SELECTED EXTRACT: Begin

I strongly recommend reading The age of surveillance capitalism by Soshana Zuboff.

Context

Somewhere around 1998 I started using IRC and it was fine. The clients were mostly free, the servers had all the messages but I don’t think they were popular enough or the companies were smart enough to make any use of that data.

A few years later, somewhere around 2000, microsoft msn started to gain traction. Microsoft’s goal was to make people use windows so they made active efforts not to allow external clients to work. By that point I was transitioning to Linux so I had to rely on a slightly unreliable experience to connect with my friends. As I moved forward with Linux, I started to use it less often at the cost of not talking to my friends. As I disagreed with the ownership of the data and the network, I moved on.

For a while I tried to use XMPP and jabber but I could only connect with a few people, mainly because of all the networks being pushed by big companies (AOL, Microsoft, Icq?).

Then google started to gain power and acceptance. In 2004 they launched gmail and shortly after a chat service based on jabber. That transition was great as it allowed me to connect to most of the people and keep my setup. Gmail got better and better so eventually it didn’t make sense to use an IMAP client for the email or an XMPP client for the chat.

Around 2005 Orkut became prevalent in my circle. Everybody at uni used it but I remember it not being particularly useful, more like a social experiment. Later facebook would take over and expand very aggressively across personal and not personal circles. I always had a negative opinion of it as it seemed to be particularly explicit on its use of private data.

10 years later most of my rich ecosystem of OSS apps and linux has been reduced to a browser. Beyond facebook, google and the rest, every company has integrated with them and moved to a data collecting, algorithm mediated non free mess. spotify decides the music. Reddit decides the news. Google decides the content of the searches and the adds. It also decides how to get to places. Youtube decides what to watch. And the tiny space for my own decisions shrinks over time.

The book

So I think the age of surveillance capitalism is mostly a research effort and to put things together and show the direction. It starts with history and how google, after the dot com bubble made them struggle, discovered that with the logs of the search engine they can predict effectively who would click on an ad. Then it explained how this effort continued and they collected more and more data from emails, voice calls, assistant, locations, books, websites visited, etc. How none of this is explicit to us.

All of this collection of data is a symptom of a realignment of the companies way of profit. They want to collect as much data so they can now how to target you better. But this comes with a big price to pay: The more they know you the more likely they are to steal your future choices in the name of advertising. There is a long introduction to Skinner’s work on this matter, a connection between facebook and lossing democracy with Trump and brexit (I recommend Carole Cadwalladr’s talk about the subject). But also the price of feeling addicted to consume information every day, crafted to get to know you better in the name of advertisers.

The relationship between us (the consumers or the raw material of behavioral surplus) and these companies and the rest of the world is slowly degrading because of this imbalance of power. Google has access to most aspects of my personality and I have no access to any data they have about me or share with other companies. The age of surveillance capitalism makes the thought of change necessary.

SELECTED EXTRACT: End
RECORDED INFORMATION: Begin

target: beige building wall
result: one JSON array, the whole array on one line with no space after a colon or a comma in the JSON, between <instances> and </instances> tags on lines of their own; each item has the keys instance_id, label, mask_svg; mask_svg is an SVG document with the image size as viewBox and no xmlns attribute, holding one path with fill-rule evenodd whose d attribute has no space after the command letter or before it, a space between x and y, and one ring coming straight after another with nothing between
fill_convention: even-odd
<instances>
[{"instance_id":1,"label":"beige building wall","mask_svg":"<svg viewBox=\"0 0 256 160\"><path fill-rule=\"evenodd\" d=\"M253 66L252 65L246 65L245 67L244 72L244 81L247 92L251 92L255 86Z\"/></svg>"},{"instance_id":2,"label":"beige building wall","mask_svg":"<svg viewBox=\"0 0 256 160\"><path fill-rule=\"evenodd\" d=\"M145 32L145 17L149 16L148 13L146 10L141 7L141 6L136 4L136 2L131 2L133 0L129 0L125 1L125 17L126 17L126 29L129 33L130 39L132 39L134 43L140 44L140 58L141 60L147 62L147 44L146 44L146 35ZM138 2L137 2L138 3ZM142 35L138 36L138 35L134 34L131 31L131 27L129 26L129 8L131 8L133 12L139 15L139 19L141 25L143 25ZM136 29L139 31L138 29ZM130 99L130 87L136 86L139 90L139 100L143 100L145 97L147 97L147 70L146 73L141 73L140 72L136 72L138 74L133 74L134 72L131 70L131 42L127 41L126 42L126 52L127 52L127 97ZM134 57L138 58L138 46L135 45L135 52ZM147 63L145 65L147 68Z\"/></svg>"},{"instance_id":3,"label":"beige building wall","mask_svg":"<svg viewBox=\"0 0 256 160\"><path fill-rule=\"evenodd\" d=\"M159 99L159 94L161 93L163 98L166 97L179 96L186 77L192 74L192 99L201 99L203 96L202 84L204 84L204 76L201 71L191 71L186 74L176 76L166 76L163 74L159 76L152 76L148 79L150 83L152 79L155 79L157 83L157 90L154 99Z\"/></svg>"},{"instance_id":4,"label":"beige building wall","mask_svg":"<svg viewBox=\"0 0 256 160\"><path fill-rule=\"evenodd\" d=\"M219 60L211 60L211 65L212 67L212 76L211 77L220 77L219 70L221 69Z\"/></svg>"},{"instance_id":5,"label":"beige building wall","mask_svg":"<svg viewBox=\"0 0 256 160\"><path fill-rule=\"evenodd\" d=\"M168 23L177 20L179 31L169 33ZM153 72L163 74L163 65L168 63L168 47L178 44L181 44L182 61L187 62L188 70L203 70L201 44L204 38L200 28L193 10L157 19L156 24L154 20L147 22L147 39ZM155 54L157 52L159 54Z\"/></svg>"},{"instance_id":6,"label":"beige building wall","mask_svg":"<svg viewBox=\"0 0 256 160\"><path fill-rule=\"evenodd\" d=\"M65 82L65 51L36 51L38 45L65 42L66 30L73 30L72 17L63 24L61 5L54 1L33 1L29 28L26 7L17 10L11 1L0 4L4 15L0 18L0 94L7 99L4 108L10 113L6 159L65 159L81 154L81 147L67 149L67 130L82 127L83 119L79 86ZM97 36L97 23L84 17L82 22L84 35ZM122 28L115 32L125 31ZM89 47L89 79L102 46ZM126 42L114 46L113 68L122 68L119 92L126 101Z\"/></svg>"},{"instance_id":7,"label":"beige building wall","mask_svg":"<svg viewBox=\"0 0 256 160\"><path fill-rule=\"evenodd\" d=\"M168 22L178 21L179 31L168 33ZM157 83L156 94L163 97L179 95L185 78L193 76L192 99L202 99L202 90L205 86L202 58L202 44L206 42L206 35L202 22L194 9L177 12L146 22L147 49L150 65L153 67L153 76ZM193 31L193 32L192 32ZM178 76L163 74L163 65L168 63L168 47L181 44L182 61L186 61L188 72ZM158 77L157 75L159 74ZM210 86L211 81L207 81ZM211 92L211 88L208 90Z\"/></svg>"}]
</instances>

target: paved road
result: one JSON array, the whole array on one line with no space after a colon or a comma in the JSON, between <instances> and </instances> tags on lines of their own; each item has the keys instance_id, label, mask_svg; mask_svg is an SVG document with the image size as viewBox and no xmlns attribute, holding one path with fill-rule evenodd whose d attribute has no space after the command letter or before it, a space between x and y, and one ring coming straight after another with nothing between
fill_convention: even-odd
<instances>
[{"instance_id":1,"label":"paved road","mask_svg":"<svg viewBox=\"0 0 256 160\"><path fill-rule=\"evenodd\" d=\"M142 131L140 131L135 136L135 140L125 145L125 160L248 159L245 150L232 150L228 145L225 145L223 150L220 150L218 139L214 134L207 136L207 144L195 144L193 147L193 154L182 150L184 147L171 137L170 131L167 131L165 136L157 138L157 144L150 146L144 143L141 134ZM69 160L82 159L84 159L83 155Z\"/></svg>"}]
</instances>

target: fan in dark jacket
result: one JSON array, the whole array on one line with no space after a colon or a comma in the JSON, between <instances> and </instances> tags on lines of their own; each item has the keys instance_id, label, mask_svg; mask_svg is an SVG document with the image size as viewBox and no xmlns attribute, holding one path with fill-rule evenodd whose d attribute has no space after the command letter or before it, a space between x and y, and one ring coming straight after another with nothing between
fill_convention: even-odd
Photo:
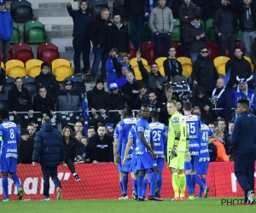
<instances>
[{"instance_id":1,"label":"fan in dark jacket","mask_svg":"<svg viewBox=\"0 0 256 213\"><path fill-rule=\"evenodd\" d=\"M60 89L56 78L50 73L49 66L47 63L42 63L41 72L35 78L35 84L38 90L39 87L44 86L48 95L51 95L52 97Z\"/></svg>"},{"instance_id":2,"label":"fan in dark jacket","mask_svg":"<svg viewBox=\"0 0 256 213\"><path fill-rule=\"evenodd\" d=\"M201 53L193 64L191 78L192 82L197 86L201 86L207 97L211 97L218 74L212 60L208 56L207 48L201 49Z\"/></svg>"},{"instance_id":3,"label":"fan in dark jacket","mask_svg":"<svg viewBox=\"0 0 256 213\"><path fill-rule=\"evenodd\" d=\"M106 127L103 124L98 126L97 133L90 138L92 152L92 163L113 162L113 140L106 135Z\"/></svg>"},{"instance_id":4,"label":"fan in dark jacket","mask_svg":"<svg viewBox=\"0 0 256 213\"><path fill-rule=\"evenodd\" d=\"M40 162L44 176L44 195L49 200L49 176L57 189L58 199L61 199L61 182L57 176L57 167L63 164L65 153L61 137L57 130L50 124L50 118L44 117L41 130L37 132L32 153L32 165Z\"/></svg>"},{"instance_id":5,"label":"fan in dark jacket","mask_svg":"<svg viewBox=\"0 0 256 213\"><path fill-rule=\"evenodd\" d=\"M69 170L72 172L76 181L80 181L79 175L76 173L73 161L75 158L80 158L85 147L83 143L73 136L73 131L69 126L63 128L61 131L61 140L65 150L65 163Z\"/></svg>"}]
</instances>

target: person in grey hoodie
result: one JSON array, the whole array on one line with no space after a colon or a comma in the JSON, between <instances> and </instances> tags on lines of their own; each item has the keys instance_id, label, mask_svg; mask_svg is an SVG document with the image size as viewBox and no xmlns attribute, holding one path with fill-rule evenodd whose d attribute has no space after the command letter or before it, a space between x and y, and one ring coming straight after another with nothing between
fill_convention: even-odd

RECORDED INFORMATION: End

EXPLORE THE MATERIAL —
• a. From the post about surveillance capitalism, reproduce the passage that begins at the words "For a while" and stops after "for the chat.".
• b. Answer these questions from the post about surveillance capitalism:
(i) Around what year did the author start using IRC?
(ii) In what year did Google launch Gmail?
(iii) Which company does the post say "decides the music"?

SOLUTIONS BELOW —
• a.
For a while I tried to use XMPP and jabber but I could only connect with a few people, mainly because of all the networks being pushed by big companies (AOL, Microsoft, Icq?).

Then google started to gain power and acceptance. In 2004 they launched gmail and shortly after a chat service based on jabber. That transition was great as it allowed me to connect to most of the people and keep my setup. Gmail got better and better so eventually it didn’t make sense to use an IMAP client for the email or an XMPP client for the chat.

• b.
(i) Around 1998.
(ii) 2004.
(iii) Spotify.